## CHALLENGES
- A) In the text on generating necklaces, copy word for word the part that opens with the words containing "(cond ((null? l) '(()))" and closes with "(lambda (combination)".
- B) Rewrite the paragraph of the necklace text that begins "I would do a two step process" as a short list, keeping its main facts.

## EXCERPT TO READ
--- START ---

A k-ary necklace of length n is an ordered list of length n whose items are drawn from an alphabet of length k, which is the lexicographically first list in a sort of all lists sharing an ordering under rotation.

Example: (1 2 3) and (1 3 2) are the necklaces of length 3 from the alphabet {1 2 3}.

More info: http://en.wikipedia.org/wiki/Necklace_(combinatorics)

I'd like to generate these in Scheme (or a Lisp of your choice). I've found some papers...
Savage - A New Algorithm for Generating Necklaces
Sawada - Generating Bracelets in Constant Amortized Time
Sawada - Generating Necklaces with Forbidden Substrings
...but the code presented in them is opaque to me. Mainly because they don't seem to be passing in either the alphabet or the length (n) desired. The scheme procedure I'm looking for is of the form (necklaces n '(a b c...)).

I can generate these easy enough by first generating k^n lists and then filtering out the rotations. But it's terribly memory-inefficient...

Thanks!

A: 

I would do a two step process. First, find each combination of n elements from the alphabet. Then, for each combination, pick the lowest value, and generate all permutations of the remaining items.

Edit: Here is some code. It assumes that the input list is already sorted and that it contains no duplicates.

(define (choose n l)
  (let ((len (length l)))
    (cond ((= n 0) '(()))
          ((> n len) '())
          ((= n len) (list l))
          (else (append (map (lambda (x) (cons (car l) x))
                             (choose (- n 1) (cdr l)))
                        (choose n (cdr l)))))))

(define (filter pred l)
  (cond ((null? l) '())
        ((pred (car l)) (cons (car l) (filter pred (cdr l))))
        (else (filter pred (cdr l)))))

(define (permute l)
  (cond ((null? l) '(()))
        (else (apply append 
                     (map (lambda (x)
                             (let ((rest (filter (lambda (y) (not (= x y))) l)))
                               (map (lambda (subperm) (cons x subperm))
                                    (permute rest))))
                      l)))))

(define (necklaces n l)
  (apply
   append
   (map
    (lambda (combination)

--- END ---

## DATA SUPPLIED
--- START ---

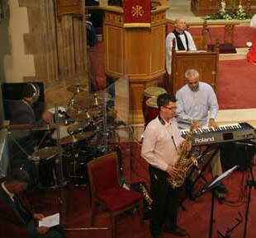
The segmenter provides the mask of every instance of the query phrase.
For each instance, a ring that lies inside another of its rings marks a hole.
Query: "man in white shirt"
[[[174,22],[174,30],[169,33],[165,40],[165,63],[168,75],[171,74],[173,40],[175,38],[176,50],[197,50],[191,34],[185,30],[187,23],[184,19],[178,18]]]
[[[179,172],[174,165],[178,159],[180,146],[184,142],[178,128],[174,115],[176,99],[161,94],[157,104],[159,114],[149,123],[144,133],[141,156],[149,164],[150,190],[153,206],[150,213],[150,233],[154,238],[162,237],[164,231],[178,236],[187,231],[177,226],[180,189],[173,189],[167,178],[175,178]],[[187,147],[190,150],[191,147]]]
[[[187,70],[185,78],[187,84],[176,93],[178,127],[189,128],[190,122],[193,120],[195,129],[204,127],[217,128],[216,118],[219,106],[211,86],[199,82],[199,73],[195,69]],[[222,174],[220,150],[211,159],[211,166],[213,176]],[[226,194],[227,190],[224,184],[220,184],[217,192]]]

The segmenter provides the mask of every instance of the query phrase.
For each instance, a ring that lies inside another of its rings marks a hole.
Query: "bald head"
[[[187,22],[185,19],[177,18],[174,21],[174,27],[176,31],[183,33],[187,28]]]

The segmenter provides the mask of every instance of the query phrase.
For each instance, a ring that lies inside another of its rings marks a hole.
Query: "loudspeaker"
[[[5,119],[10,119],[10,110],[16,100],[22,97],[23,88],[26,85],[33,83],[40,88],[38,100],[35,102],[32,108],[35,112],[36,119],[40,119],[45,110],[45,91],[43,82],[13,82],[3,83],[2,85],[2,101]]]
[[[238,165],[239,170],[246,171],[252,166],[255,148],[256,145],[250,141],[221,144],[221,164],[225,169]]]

--- END ---
--- START ---

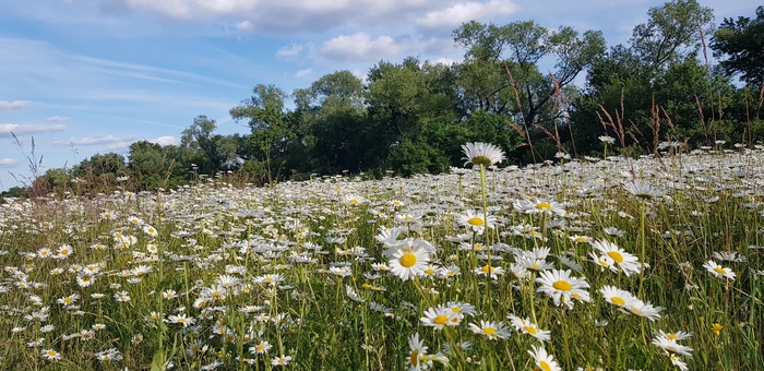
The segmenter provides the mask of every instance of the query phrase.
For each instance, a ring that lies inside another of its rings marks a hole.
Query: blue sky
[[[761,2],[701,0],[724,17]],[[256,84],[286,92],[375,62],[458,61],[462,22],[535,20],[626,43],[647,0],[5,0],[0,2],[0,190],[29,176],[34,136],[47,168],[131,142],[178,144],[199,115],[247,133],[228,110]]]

--- END ---

## OUTPUTS FOR THE TASKS
- A)
(cond ((null? l) '(()))
        (else (apply append 
                     (map (lambda (x)
                             (let ((rest (filter (lambda (y) (not (= x y))) l)))
                               (map (lambda (subperm) (cons x subperm))
                                    (permute rest))))
                      l)))))

(define (necklaces n l)
  (apply
   append
   (map
    (lambda (combination)

- B)
A two-step process:
- Find each combination of n elements from the alphabet.
- For each combination, pick the lowest value and generate all permutations of the remaining items.